> Set exercise:
Please copy the items below word for word, beginning at the line that contains "of the gravel" and continuing through the last line of the items.

> Source data:
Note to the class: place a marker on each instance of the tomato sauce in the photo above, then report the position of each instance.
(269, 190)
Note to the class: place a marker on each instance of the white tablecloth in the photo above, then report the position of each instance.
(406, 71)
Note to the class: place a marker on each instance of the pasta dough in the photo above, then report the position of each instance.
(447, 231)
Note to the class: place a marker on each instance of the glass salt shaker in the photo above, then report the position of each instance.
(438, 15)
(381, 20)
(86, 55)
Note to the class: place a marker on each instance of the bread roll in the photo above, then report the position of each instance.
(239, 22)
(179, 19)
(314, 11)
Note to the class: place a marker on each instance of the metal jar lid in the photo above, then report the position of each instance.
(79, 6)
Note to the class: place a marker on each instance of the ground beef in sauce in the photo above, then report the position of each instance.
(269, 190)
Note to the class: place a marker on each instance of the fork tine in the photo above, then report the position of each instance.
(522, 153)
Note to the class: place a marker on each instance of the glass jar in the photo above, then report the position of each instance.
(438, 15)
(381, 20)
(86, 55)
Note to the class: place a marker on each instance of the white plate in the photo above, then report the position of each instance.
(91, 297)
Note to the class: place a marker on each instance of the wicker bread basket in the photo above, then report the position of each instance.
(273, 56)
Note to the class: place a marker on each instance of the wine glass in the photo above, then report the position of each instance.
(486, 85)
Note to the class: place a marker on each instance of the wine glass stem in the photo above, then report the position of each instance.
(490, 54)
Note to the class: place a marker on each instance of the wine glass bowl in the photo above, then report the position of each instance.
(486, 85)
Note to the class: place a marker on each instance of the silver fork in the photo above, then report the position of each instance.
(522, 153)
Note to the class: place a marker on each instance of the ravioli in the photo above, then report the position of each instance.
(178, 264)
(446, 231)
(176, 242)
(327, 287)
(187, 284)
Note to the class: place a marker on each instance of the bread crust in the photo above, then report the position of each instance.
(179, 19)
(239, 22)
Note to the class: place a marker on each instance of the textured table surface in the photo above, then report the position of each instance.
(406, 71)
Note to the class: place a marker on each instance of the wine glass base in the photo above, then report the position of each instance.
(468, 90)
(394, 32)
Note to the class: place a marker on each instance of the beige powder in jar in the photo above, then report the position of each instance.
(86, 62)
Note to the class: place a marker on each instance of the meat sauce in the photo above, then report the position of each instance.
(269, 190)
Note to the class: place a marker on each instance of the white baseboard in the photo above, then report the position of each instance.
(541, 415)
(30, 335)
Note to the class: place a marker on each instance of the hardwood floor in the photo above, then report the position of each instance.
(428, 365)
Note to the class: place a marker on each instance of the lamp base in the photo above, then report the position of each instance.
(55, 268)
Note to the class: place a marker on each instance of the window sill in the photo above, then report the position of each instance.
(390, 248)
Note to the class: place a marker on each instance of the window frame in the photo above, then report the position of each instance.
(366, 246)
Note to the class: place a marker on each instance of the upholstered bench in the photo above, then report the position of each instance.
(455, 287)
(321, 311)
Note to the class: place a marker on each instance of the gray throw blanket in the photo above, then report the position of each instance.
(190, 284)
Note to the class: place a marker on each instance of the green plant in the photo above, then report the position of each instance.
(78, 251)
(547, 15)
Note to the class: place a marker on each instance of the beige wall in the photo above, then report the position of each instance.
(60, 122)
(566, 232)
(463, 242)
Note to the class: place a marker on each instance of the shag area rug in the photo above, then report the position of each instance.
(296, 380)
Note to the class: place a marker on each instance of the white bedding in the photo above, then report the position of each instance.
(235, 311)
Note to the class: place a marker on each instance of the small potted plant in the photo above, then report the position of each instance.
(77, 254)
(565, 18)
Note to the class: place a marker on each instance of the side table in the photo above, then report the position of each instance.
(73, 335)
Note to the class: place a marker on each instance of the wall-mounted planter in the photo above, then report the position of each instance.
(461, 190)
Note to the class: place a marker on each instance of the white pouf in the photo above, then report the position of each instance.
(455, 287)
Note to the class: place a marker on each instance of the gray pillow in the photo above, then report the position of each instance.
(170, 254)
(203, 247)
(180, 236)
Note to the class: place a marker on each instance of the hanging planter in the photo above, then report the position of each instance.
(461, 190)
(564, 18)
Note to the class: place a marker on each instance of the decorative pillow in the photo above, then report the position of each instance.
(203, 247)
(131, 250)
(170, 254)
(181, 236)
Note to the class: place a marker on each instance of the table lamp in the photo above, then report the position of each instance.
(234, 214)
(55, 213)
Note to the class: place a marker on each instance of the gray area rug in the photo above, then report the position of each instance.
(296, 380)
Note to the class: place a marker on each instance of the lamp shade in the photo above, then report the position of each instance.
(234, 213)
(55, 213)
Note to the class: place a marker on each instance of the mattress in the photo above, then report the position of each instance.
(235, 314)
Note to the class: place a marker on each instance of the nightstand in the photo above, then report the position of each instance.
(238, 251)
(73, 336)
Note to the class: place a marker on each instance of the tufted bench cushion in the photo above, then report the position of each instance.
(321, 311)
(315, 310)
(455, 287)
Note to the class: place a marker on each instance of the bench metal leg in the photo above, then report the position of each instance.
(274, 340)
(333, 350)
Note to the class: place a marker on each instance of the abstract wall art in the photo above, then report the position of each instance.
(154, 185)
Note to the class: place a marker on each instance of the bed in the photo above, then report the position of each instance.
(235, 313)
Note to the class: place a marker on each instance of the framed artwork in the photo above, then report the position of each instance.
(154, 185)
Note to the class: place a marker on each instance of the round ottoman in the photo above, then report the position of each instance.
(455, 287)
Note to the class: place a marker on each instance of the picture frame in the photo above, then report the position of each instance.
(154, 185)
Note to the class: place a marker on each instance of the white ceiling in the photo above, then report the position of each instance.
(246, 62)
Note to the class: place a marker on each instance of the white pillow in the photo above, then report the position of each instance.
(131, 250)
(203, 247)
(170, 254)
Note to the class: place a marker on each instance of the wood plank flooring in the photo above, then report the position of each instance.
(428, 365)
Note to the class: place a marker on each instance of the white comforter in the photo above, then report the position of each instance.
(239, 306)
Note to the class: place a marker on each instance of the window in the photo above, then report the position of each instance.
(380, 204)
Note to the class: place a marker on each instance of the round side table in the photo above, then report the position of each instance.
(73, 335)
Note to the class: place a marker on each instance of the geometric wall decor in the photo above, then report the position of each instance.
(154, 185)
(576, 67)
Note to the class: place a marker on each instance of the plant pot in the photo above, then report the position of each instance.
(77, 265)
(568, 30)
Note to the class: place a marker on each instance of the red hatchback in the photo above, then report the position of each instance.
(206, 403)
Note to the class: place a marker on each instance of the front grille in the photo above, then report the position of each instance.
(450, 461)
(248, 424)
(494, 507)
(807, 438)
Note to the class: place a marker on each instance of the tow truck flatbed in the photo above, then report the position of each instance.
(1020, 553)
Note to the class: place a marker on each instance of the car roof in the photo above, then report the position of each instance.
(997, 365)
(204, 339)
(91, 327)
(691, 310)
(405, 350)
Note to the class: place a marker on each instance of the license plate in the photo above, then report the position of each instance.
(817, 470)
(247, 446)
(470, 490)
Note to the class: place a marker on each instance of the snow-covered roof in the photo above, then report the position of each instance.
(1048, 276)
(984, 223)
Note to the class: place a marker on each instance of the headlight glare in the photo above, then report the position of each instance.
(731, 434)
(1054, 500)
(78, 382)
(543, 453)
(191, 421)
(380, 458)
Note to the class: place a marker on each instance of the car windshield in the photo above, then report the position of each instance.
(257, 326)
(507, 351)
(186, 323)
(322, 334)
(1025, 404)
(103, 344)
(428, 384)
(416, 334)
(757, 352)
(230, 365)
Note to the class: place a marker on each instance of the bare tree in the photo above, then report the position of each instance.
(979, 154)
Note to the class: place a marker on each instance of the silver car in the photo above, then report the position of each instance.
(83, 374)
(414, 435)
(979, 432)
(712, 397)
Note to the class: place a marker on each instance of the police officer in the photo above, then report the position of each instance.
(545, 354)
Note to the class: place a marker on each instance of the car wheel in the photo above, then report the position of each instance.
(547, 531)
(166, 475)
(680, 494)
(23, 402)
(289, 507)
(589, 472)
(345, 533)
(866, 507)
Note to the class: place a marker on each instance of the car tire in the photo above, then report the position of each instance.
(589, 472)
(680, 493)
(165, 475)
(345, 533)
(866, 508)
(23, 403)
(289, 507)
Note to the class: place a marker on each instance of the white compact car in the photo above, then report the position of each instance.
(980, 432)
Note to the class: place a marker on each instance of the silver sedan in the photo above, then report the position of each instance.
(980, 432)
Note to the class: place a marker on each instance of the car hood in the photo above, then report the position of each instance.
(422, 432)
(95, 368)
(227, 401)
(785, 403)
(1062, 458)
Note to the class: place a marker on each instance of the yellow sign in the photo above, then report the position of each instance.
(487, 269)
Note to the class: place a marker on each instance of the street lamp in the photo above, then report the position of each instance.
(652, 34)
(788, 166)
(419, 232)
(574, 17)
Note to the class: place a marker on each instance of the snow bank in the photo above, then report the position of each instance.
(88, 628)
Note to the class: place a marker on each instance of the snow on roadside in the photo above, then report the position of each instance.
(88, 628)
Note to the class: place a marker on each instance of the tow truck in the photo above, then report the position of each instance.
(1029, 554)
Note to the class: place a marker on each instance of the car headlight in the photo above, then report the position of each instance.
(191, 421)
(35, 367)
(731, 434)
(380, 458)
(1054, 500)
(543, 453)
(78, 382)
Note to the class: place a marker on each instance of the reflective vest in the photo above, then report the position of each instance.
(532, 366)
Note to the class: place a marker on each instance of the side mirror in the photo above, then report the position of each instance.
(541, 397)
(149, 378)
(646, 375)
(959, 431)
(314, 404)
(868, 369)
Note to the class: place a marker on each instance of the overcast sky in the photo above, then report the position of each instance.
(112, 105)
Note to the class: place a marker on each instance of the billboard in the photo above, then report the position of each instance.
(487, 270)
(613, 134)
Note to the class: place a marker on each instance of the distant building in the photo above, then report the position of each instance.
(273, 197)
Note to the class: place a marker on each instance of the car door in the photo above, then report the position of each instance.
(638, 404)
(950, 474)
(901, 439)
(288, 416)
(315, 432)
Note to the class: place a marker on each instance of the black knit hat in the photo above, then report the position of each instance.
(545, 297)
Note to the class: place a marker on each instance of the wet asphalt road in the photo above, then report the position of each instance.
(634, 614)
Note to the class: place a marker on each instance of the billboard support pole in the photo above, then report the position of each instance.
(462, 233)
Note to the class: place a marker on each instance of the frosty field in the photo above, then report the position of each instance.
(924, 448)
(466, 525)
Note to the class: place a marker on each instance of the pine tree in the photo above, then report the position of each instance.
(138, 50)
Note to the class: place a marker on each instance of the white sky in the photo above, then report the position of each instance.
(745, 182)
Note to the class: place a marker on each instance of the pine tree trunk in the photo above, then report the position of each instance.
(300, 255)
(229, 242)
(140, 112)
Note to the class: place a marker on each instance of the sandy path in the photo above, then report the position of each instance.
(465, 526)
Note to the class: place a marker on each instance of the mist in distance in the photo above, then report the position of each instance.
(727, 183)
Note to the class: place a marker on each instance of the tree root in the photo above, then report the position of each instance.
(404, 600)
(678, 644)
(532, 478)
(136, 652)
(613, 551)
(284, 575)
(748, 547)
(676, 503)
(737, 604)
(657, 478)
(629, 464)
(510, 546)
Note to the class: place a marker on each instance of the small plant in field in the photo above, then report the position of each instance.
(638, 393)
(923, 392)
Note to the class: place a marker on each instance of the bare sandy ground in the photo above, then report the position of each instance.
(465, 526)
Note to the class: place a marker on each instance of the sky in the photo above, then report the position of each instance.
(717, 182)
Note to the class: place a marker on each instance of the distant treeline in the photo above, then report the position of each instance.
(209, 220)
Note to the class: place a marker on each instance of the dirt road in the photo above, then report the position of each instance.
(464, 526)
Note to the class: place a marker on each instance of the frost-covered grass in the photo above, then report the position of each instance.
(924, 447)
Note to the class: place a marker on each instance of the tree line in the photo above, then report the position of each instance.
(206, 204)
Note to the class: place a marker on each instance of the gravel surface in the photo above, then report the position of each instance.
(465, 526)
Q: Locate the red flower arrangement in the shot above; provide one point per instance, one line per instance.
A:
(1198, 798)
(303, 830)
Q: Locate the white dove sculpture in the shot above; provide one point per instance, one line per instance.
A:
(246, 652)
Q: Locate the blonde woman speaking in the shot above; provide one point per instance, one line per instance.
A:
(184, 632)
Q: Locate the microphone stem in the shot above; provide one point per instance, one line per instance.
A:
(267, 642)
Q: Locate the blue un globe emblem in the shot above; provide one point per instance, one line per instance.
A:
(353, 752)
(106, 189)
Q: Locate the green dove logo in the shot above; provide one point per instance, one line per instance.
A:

> Exercise answer:
Note to the class: place a marker on each instance of the gravel surface in the photo above, then report the position of each instance.
(465, 526)
Q: Locate the red flower arrangement in the shot above; provide one point per instance, one line per instance.
A:
(1198, 798)
(303, 830)
Q: Locate the white dove sculpture in the shot above; provide one point per instance, one line per instance.
A:
(246, 652)
Q: Locate the blonde woman speaking in the shot above; provide one point per instance, one line per instance.
A:
(184, 632)
Q: Locate the microphone stem in the shot above; provide one point per instance, one line per instance.
A:
(267, 642)
Q: Locate the blue un globe emblem in the shot above; provide one point per instance, one line per instance.
A:
(353, 752)
(106, 189)
Q: Locate the green dove logo in the shot above; provide one point per instance, one line per instance.
A:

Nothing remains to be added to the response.